_PERINTAH TUGAS_. Kutiplah tanpa perubahan bagian teks tentang pola pertanian yang dimulai dari "Tentu cara merawatnya" sampai dengan "hingga daerah-daerah lain.", termasuk kata-kata terakhir itu.

_TEKS YANG DIBERIKAN_.
+ + + +
Semisalkan dalam satu bidang tanah, di dalamnya ditanami berbagai jenis komuditas; ada porang, cengkeh, kopi, durian, coklat, rambutan, nanas, umbi-umbian, sawo, kroso dan masih banyak lagi.
Tentu cara merawatnya pun sangat susah, kosenstrasi pun pecah dan terbagi-bagi. Hal ini bila saya perhatikan justru menjadi anti-tesis dengan pola pertanian di Pulau Jawa, Bali hingga daerah-daerah lain.
Di mana para petani hanya bergelut dengan satu komuditas pertanian saja. Seperti kebun cengkeh di Munduk, Bali hingga perkebunan tebu di Malang, Jawa Timur. Perawatannya pun begitu intens dan tertata.
Di sini, lebar sekali jurang perbedaan konsep pertaniannya.
Perlu Bimbingan
Kembali lagi ke ihwal Sumber Daya Manusia (SDM). Hemat saya perlu pencerahan konsep pertanian secara parsial.
Masyarakat tani di daerah saya sebenarnya etos kerjanya (bertani) sangat tinggi dan berdarah-darah. Kekurangan hanya satu, mengenai konsep pertanian ala masyarakat urban.
Siapa kira-kira agen penyuluhan dan tenaga pelatihannya? Saya kira disini kita tidak perlu menunggu wahyu langsung dari Tuhan dan mengetuk kesadaran pemerintah daerah untuk mulai bergerak dan mengedukasi.
+ + + +
_DATA YANG DITAMPILKAN_.
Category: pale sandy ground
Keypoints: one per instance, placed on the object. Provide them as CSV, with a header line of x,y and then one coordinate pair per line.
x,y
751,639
+ + + +
_PENYELESAIAN TUGAS_.
Tentu cara merawatnya pun sangat susah, kosenstrasi pun pecah dan terbagi-bagi. Hal ini bila saya perhatikan justru menjadi anti-tesis dengan pola pertanian di Pulau Jawa, Bali hingga daerah-daerah lain.